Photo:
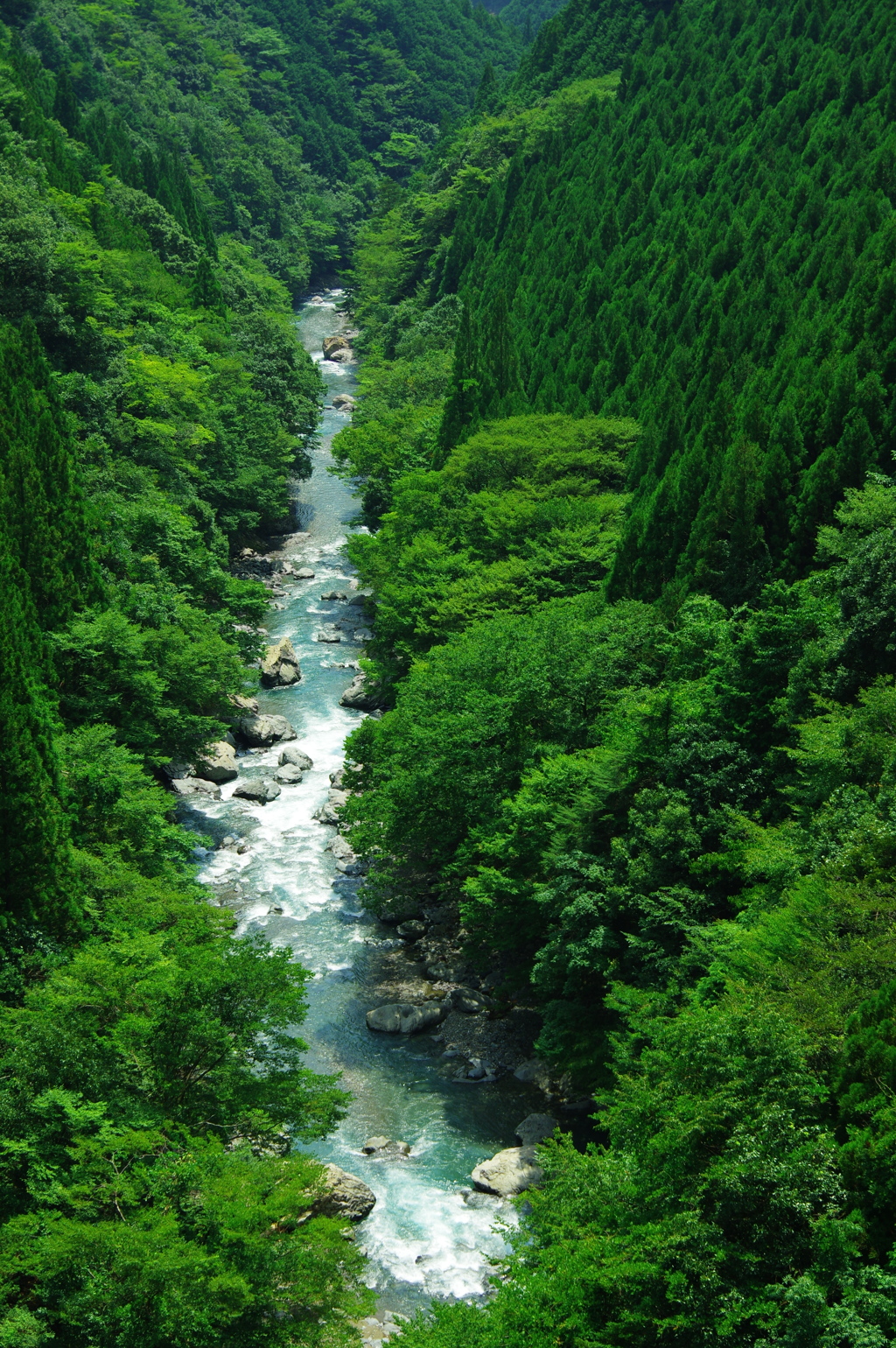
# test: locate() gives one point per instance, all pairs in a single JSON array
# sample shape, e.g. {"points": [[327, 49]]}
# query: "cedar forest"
{"points": [[626, 282]]}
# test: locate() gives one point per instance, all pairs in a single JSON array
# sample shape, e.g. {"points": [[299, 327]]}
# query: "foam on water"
{"points": [[424, 1238]]}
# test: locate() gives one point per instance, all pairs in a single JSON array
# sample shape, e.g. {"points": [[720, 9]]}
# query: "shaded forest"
{"points": [[626, 453], [170, 179]]}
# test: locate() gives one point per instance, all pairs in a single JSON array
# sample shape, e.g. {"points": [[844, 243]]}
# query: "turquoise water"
{"points": [[424, 1239]]}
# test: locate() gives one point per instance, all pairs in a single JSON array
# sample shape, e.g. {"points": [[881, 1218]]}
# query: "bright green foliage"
{"points": [[658, 791], [526, 511], [704, 255], [170, 179]]}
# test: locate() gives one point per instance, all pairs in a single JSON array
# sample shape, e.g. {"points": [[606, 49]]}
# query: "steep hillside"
{"points": [[626, 456], [170, 177]]}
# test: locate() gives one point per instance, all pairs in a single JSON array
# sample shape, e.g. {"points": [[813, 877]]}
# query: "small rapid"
{"points": [[424, 1238]]}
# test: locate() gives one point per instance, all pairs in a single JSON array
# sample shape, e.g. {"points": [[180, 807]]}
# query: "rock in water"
{"points": [[196, 786], [260, 731], [536, 1127], [260, 789], [297, 756], [219, 763], [403, 1018], [327, 813], [345, 1196], [244, 704], [334, 344], [508, 1172], [281, 664], [386, 1148], [361, 694]]}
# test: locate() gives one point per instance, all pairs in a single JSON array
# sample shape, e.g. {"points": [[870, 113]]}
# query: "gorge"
{"points": [[448, 542]]}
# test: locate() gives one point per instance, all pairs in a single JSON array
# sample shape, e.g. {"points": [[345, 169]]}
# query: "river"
{"points": [[424, 1239]]}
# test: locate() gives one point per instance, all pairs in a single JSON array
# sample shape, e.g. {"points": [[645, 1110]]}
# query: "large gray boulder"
{"points": [[344, 1196], [281, 664], [262, 731], [333, 346], [297, 756], [219, 763], [260, 789], [386, 1148], [196, 786], [326, 813], [244, 704], [361, 694], [536, 1127], [403, 1018], [508, 1172]]}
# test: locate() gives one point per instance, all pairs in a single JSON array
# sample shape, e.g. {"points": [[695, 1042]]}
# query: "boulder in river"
{"points": [[333, 346], [386, 1148], [262, 789], [403, 1018], [219, 763], [281, 664], [341, 849], [262, 731], [292, 754], [536, 1127], [508, 1172], [326, 813], [344, 1196], [244, 704], [362, 694], [196, 786]]}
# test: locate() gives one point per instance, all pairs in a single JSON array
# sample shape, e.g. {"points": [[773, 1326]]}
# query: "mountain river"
{"points": [[424, 1238]]}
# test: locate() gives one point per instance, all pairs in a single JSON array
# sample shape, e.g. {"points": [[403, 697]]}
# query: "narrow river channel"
{"points": [[426, 1238]]}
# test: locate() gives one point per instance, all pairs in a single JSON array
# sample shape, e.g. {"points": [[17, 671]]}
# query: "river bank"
{"points": [[427, 1236]]}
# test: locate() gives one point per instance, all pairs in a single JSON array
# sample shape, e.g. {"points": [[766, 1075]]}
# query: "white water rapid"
{"points": [[424, 1239]]}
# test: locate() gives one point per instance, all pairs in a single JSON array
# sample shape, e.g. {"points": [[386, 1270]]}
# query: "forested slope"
{"points": [[170, 177], [626, 452]]}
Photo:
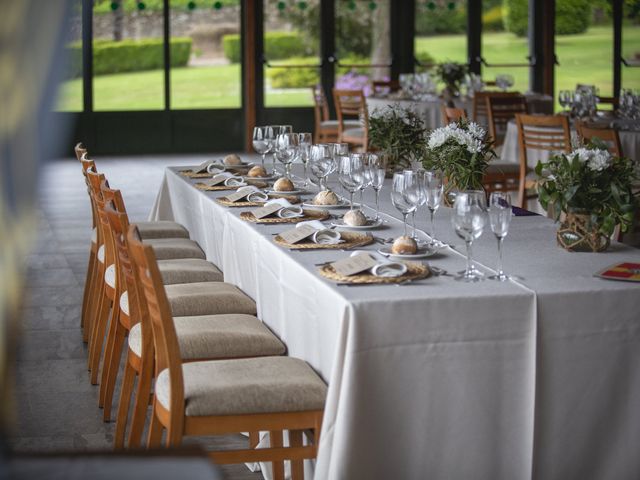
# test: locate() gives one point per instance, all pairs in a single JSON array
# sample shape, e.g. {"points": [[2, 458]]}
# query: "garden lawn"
{"points": [[585, 58]]}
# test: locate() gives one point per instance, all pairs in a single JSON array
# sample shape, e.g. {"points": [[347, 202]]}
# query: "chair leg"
{"points": [[126, 391], [275, 439], [112, 366], [140, 407], [154, 439]]}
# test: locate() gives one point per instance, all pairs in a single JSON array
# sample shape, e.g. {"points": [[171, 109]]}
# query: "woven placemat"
{"points": [[223, 201], [308, 215], [415, 271], [351, 240]]}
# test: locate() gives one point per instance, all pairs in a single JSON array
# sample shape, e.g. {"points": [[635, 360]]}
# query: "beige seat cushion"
{"points": [[170, 248], [208, 298], [246, 386], [188, 270], [218, 336], [162, 229]]}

⁂

STATED TASK
Copy the data character for character, but drop all pictures from the copy.

EXERCISE RESPONSE
Photo:
# test: locate() gives one point per instance, all pairs in a single JSON array
# sample shape, e.g. {"points": [[327, 49]]}
# query: "cedar forest"
{"points": [[626, 282]]}
# test: locate() gives one point per instance, all pairs in a single JSON array
# sample shape, e.g. {"points": [[299, 327]]}
# query: "foam on water"
{"points": [[424, 1238]]}
# test: locate() gives one point per instance, all pairs in a single JSON array
# sample shape, e.g. {"points": [[720, 9]]}
# query: "shaded forest"
{"points": [[626, 453], [170, 179]]}
# test: locate() gives one point per instance, all pairs in a single JSON array
# sample shape, e.g. {"points": [[844, 243]]}
# query: "turquoise water"
{"points": [[424, 1239]]}
# test: locate() gives one point per instance, all pairs in a single JSON array
# sample shape, e.g. {"points": [[881, 1218]]}
# query: "bright green foliage"
{"points": [[658, 791], [526, 511], [704, 255], [170, 179]]}
# test: locate() gives one point per instance, all pairs in a single JSON array
# sample shape, e.g. {"points": [[606, 49]]}
# query: "steep hillside"
{"points": [[626, 456], [170, 177]]}
# test: locate() gives one point per instance, all pairs in a single JSON array
# sample shape, e.g. {"points": [[813, 877]]}
# query: "small rapid"
{"points": [[424, 1238]]}
# test: locate() gives one point per instance, all pairs in a single JSON array
# sample shape, e.g. {"points": [[180, 807]]}
# query: "rock in water"
{"points": [[196, 786], [260, 731], [536, 1127], [260, 789], [297, 756], [219, 763], [403, 1018], [327, 813], [345, 1196], [244, 704], [334, 344], [508, 1172], [281, 664], [386, 1148], [361, 694]]}
# test: locate() gives one point per instance, all pairs in a single JSON array
# sample shape, e.g. {"points": [[870, 113]]}
# query: "gorge"
{"points": [[448, 542]]}
# test: locate() gives one point per instance, all pairs in a single JSON array
# sample shape, e.g. {"points": [[345, 169]]}
# query: "river"
{"points": [[424, 1239]]}
# test: locate() gives one point per instance, all pairs in a single JSON array
# sample shape, e.g. {"points": [[645, 1110]]}
# query: "large gray boulder"
{"points": [[344, 1196], [281, 664], [262, 731], [333, 346], [297, 756], [219, 763], [260, 789], [386, 1148], [196, 786], [326, 813], [244, 704], [361, 694], [536, 1127], [403, 1018], [508, 1172]]}
# test: locate() gives one point per instance, all pairs in a single JSON array
# sample shape, e.g. {"points": [[695, 1042]]}
# query: "boulder in river"
{"points": [[333, 346], [386, 1148], [262, 789], [403, 1018], [219, 763], [281, 664], [341, 849], [262, 731], [292, 754], [536, 1127], [508, 1172], [326, 813], [344, 1196], [244, 704], [362, 694], [196, 786]]}
# test: locate() gives one point per instance, all pairs in a single JSON array
# sample shape, e.g. {"points": [[773, 1326]]}
# query: "mountain river"
{"points": [[424, 1238]]}
# test: locate() gives one point per instance, all pairs in a single JSON array
# sample shape, e.g. {"points": [[403, 697]]}
# query: "narrow river channel"
{"points": [[426, 1238]]}
# test: locate() gives one point per instance, all pairs in a single JSON array
# sample shape, e.g. {"points": [[17, 671]]}
# query: "river bank"
{"points": [[427, 1236]]}
# test: locate() gives one point per instance, all pairs in a single JSON array
# sample shape, e.g. {"points": [[766, 1075]]}
# query: "white water rapid"
{"points": [[424, 1239]]}
# test: locate() gives one point per instance, all pairs in a single JSON array
# sample shape, e.g. {"points": [[386, 1270]]}
# query: "forested slope"
{"points": [[170, 177], [626, 452]]}
Photo:
# test: locate() gives one point per instance, all pairs in a single JSON array
# sample shape, e.g. {"points": [[2, 458]]}
# query: "garden lawn"
{"points": [[585, 58]]}
# test: locate() gives one point per instance, all pairs in a single JSON array
# sample shape, e.g. {"points": [[347, 202]]}
# query: "chair leg"
{"points": [[126, 391], [275, 439], [112, 366], [140, 407], [154, 439]]}
# test: locate() gives one point per instance, all pairs in a single JSON array
# sample shape, e.g. {"points": [[171, 109]]}
# query: "woven placemat"
{"points": [[223, 201], [308, 215], [415, 271], [351, 240]]}
# test: locate() gives one point per instance, all pairs in a single JSON array
# sample shape, e.g. {"points": [[635, 360]]}
# query: "beige seat cushion"
{"points": [[170, 248], [208, 298], [246, 386], [188, 270], [218, 336], [162, 229]]}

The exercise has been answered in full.